» REQUIRED TASK
Extract each line of the material that follows exactly and omit its pictures.

>> START

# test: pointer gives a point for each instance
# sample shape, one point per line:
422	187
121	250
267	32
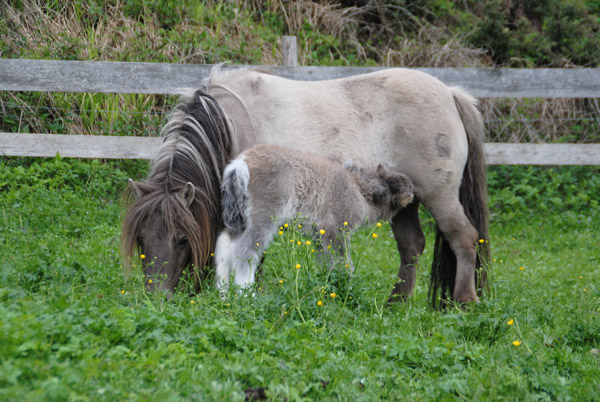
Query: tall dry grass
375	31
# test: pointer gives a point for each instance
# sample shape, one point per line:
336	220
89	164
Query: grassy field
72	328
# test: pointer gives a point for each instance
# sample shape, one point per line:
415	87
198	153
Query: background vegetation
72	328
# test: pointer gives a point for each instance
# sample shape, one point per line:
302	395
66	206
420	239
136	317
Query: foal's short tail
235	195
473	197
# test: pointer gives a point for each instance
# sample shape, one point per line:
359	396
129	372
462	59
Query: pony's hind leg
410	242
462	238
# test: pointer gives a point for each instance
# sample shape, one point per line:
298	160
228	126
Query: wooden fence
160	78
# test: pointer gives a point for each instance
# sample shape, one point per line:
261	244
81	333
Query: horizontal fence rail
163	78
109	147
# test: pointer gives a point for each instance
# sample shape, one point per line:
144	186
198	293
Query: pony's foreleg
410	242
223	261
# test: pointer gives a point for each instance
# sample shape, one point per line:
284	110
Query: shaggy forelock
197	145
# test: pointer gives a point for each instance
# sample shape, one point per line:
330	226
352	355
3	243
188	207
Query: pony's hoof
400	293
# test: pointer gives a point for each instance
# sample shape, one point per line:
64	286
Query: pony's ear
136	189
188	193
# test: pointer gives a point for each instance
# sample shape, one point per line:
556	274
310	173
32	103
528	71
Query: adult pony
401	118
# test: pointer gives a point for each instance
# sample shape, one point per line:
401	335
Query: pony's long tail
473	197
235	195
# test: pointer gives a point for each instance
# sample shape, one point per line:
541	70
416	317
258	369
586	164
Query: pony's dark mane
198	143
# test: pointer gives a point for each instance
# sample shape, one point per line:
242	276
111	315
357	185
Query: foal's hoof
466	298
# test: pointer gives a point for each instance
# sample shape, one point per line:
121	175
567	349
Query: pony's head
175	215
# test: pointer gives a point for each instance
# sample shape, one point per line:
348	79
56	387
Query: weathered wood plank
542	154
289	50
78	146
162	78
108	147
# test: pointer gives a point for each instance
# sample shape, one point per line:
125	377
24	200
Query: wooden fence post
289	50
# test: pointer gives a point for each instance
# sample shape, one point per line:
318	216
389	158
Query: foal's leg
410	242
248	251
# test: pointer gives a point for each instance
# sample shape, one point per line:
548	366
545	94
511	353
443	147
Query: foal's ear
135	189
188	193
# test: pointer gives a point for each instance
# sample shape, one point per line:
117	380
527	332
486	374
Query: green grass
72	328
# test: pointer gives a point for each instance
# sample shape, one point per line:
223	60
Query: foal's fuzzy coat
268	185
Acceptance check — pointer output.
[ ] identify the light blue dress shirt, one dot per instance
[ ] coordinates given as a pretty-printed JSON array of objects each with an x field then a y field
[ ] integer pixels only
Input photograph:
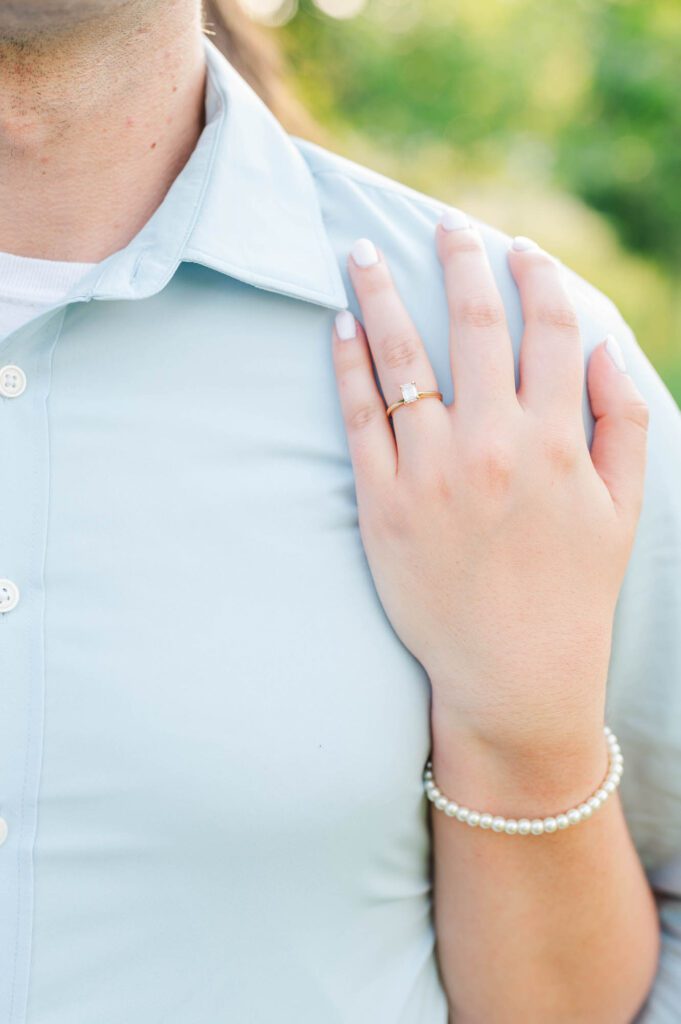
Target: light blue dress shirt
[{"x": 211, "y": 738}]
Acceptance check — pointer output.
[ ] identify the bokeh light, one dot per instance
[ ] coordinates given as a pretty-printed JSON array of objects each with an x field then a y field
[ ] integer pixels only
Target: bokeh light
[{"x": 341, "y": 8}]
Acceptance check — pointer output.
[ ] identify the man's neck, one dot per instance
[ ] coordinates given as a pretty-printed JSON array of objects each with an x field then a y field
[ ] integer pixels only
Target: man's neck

>> END

» RESULT OF THIS TASK
# test: pointer gives a point for each instance
# sample shape, one point per line:
422	187
121	250
267	32
Query: tall dry grass
375	31
# test: pointer gives a point for each instance
# sample shape, one point per line:
336	220
89	164
Query: grassy field
72	328
# test: pointer gives a point for each instance
# sample shape, one point per line:
415	87
198	153
Query: background vegetation
72	328
# test: pointer gives a point for each instance
# sample shape, one point per line:
302	395
66	206
420	239
136	317
Query: foal's short tail
235	195
473	197
# test: pointer gives a point for each instance
# sample shape, one point per line:
359	396
129	372
462	59
Query: pony's hind leg
410	242
462	238
# test: pointer gives a point for each instance
# sample shape, one point per line:
298	160
228	126
Query: wooden fence
160	78
# test: pointer gives a point for each instance
# sample shape, one point per line:
261	244
81	333
Query: horizontal fence rail
163	78
109	147
# test: pointer gives a point for each instance
# sample shape, one point per line:
144	186
198	293
Query: pony's foreleg
410	242
223	261
# test: pointer gives a point for each instance
# sample shape, one point per line:
284	110
Query: shaggy forelock
197	145
# test: pointer gives a point for each instance
# sample shape, one point per line:
330	226
352	355
3	243
188	207
Query: pony's hoof
400	293
# test: pointer gives a point for each instance
# sample shape, one point per line:
64	286
Query: pony's ear
136	189
188	193
# test: pointer gives a point for each instance
# sample shape, one point per line:
556	274
310	173
32	103
528	71
Query: adult pony
401	118
# test: pointer gives a point for each instance
# sample shape, one point per line:
401	335
Query: pony's long tail
473	197
235	195
# test: pointer gives a point for each instance
# sample shape, one point per line:
541	70
416	317
258	369
586	164
Query: pony's dark mane
198	143
# test: pointer gives a point for each instance
# sample shape, one point per line:
242	276
111	315
357	185
Query: foal's hoof
466	298
# test: pointer gives a point for each instance
# sample shape, one point per line:
121	175
567	349
Query: pony's head
175	215
# test: pointer gives a point for each instance
# sample shape, one point per line:
348	79
56	387
Query: weathered wood plank
542	154
289	50
78	146
162	78
108	147
# test: pointer gives a point for each instance
# sample shape, one point per line:
125	377
24	200
Query: wooden fence post
289	50
# test: pointer gives a point for each instance
# sample shape, one point per line:
318	216
389	158
Query: foal's leg
410	242
248	251
# test: pointer gives a point for each instance
# sample shape, one point per line:
548	366
545	94
511	353
443	147
Query: foal's ear
135	189
188	193
# test: pointer gives a point for each instance
# sample shape, one point per line:
117	380
527	332
486	374
Query: green grass
72	328
# test: pointer gives a point for each instance
# sample shape, one point per line:
223	60
Query: foal's fuzzy coat
268	185
Acceptance check — pointer output.
[ ] identify the light blue dress shirt, one dot per instance
[ ] coordinates given as a pretty-printed JSON array of objects each with an x field then a y field
[ ] integer pixels only
Input photograph:
Target: light blue dress shirt
[{"x": 211, "y": 738}]
Acceptance check — pointer output.
[ ] identify the bokeh light, one dot per instance
[ ] coordinates given as a pretty-printed JSON array of objects each with an x field then a y field
[ ] integer pixels only
Target: bokeh light
[{"x": 341, "y": 8}]
Acceptance check — pointer output.
[ ] identify the man's neck, one dot per instance
[ ] coordinates given as a pretty-printed JSON array of objects each with an x field then a y field
[ ] integer pixels only
Target: man's neck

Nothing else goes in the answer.